Michael Doyle came to Camden, New Jersey, in 1968, sentenced to serve in one of America’s poorest parishes because of his outspoken opposition to the Vietnam War. He was 33 and arrived with all his worldly belongings in the back seat of his Chevrolet. He has been the priest at Sacred Heart ever since, and has watched Camden go from destitute to desolate. After 9/11 a young parishioner told him that he felt safe in the city . . . because anyone flying above it would think the terrorists had hit it already. Father Doyle is a man of deep faith, who has chosen to serve his God by devoting his life to serving Camden’s poor, accepting as a given his own life of poverty. He writes monthly letters to church supporters that are filled with compassion, and also with sadness, with anger, and occasionally with despair, as he bears witness to what he calls a national crime: the urban neighborhoods where America has discarded its poorest people and delivered its most toxic wastes. Among Camden’s abandoned buildings and violent crime, New Jersey has sited a sewage treatment plant, a trash incinerator and a dump.
“The threat to the future of this nation is not in Iraq,” he wrote a few years ago, “but in the inner core of our deadly cities. If only we had a national guard with hammers and saws and marines who did nothing but plumbing.”
Michael Doyle’s letters are the basis of a documentary, “Poet of Poverty.”
══════════
= What needs to be done =
Using the text about Michael Doyle, explain why a young parishioner said he felt safe in Camden after 9/11. Answer in one to three sentences.
══════════
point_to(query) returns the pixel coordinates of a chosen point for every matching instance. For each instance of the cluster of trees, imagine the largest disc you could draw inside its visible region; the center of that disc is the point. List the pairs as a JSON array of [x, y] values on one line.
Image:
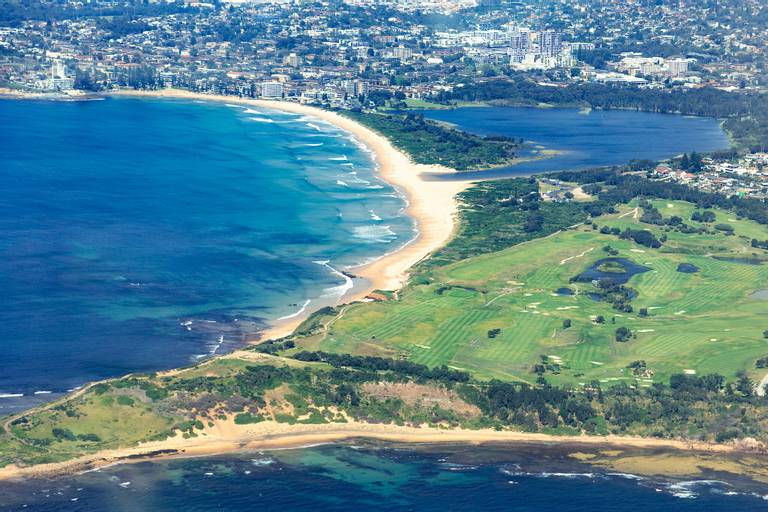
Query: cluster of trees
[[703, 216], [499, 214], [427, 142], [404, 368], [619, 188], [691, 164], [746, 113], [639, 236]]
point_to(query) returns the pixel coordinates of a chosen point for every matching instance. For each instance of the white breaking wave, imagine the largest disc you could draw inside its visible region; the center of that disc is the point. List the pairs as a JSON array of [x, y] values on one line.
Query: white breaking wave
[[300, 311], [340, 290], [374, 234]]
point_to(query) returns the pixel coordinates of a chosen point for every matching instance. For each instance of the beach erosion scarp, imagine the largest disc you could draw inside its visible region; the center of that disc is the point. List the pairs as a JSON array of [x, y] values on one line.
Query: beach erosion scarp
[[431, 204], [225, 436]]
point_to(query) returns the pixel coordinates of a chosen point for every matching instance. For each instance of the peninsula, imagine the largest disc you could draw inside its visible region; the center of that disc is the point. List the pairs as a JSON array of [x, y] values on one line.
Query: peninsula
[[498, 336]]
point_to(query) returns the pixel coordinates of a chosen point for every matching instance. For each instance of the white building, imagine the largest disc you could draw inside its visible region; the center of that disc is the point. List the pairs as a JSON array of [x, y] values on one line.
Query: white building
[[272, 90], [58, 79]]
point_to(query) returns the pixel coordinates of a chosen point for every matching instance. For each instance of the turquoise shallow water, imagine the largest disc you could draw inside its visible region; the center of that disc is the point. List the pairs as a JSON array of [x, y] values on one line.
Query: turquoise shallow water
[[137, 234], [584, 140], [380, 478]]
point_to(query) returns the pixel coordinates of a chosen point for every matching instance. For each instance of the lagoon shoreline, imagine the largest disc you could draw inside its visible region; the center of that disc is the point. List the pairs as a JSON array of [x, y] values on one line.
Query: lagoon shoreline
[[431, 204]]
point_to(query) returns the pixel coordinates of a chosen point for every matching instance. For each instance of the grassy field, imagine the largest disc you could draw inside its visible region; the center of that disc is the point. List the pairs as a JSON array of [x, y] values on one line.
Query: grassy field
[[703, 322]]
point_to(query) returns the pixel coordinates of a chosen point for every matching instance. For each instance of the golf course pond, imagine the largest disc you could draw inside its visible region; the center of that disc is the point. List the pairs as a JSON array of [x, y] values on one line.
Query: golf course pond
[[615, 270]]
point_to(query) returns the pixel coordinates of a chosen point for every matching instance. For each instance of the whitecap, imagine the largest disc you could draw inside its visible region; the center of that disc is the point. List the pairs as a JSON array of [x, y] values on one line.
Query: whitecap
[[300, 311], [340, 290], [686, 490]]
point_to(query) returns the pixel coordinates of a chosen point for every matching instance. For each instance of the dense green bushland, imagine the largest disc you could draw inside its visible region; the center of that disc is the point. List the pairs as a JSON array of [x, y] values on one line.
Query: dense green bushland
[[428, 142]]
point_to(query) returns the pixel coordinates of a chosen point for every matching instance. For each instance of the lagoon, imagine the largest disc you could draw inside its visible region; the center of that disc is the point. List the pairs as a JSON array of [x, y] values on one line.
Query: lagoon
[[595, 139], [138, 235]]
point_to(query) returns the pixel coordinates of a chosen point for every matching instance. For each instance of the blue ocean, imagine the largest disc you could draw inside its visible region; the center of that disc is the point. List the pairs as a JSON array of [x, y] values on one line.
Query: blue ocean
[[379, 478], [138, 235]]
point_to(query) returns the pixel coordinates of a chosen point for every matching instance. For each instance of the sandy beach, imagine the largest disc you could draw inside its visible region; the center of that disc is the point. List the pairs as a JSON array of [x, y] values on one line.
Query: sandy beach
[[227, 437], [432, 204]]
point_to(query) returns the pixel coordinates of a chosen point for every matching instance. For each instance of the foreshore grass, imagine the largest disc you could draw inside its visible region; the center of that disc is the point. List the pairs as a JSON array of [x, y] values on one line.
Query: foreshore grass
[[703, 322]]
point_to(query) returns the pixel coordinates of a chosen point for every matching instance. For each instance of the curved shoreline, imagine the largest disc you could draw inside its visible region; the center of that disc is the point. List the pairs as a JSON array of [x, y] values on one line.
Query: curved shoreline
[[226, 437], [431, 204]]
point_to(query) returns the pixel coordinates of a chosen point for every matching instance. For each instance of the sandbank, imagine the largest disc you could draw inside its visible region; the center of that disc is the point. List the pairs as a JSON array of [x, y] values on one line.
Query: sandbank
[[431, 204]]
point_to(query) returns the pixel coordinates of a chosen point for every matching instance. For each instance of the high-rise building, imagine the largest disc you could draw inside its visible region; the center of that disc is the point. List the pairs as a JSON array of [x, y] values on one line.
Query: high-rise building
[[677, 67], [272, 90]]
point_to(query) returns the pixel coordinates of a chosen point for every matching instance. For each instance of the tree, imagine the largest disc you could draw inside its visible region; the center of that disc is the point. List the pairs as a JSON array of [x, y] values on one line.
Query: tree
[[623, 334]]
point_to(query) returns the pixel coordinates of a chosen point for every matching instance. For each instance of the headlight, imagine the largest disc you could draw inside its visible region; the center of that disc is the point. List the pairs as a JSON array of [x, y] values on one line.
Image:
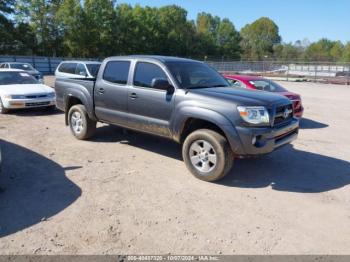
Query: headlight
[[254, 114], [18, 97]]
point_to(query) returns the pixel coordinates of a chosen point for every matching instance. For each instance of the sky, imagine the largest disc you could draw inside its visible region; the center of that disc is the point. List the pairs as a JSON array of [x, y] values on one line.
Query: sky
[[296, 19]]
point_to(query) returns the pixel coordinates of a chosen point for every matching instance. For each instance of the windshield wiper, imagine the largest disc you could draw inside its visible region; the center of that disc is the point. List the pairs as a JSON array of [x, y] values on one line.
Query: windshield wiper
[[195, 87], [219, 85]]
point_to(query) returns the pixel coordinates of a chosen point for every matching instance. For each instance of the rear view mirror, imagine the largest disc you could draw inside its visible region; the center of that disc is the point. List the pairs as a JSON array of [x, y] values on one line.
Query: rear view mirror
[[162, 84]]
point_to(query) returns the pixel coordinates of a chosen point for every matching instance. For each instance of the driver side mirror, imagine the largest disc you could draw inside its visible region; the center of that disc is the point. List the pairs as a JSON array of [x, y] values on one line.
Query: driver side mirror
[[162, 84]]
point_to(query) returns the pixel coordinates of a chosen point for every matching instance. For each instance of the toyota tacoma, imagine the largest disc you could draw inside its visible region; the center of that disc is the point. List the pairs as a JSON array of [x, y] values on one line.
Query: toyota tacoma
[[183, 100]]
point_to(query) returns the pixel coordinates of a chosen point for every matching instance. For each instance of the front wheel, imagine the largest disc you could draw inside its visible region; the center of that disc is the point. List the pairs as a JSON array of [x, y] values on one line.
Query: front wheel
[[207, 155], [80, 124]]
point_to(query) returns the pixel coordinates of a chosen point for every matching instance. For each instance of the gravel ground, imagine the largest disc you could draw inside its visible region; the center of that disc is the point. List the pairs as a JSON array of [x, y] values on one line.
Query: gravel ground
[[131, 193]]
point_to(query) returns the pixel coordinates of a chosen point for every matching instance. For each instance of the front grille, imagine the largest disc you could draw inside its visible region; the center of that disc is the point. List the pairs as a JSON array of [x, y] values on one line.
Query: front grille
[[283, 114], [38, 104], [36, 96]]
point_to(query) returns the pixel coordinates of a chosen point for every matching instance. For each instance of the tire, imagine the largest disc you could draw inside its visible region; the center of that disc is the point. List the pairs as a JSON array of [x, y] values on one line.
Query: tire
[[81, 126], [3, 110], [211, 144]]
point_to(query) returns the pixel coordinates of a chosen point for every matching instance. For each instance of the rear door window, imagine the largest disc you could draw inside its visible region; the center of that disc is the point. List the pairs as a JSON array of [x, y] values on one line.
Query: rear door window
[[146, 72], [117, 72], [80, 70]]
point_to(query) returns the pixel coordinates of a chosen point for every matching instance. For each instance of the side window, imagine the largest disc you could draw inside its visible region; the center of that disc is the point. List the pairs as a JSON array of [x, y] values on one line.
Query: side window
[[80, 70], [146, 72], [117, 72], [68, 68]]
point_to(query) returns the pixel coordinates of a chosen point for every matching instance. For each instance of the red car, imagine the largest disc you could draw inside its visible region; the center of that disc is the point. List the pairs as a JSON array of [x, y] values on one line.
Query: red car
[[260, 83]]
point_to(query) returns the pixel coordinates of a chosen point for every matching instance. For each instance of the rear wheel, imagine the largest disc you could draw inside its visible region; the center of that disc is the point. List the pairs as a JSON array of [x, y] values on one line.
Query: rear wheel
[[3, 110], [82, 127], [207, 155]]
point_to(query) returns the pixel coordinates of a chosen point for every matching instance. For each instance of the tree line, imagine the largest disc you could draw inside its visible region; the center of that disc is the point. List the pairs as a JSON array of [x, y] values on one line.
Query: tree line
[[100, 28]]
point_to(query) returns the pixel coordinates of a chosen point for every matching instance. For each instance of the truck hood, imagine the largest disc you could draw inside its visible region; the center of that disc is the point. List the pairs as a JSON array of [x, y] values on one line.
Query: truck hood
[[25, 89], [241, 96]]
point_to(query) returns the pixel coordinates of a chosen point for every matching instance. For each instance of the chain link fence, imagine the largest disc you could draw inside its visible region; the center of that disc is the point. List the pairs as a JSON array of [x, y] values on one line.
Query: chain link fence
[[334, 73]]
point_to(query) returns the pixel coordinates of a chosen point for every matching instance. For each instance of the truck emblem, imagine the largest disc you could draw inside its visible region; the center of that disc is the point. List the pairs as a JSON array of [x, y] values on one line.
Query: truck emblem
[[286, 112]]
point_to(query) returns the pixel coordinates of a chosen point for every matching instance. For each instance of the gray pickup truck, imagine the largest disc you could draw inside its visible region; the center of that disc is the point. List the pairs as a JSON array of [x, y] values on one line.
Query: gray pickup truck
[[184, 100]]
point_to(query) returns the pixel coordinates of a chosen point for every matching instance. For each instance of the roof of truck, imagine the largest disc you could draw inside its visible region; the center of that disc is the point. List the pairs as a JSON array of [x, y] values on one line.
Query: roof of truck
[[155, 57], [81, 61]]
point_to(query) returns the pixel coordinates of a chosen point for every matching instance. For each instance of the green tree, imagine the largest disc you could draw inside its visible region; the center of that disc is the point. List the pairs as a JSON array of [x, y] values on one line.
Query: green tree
══════════
= Written solution =
The parishioner felt safe because anyone flying over Camden would think the terrorists had already hit it.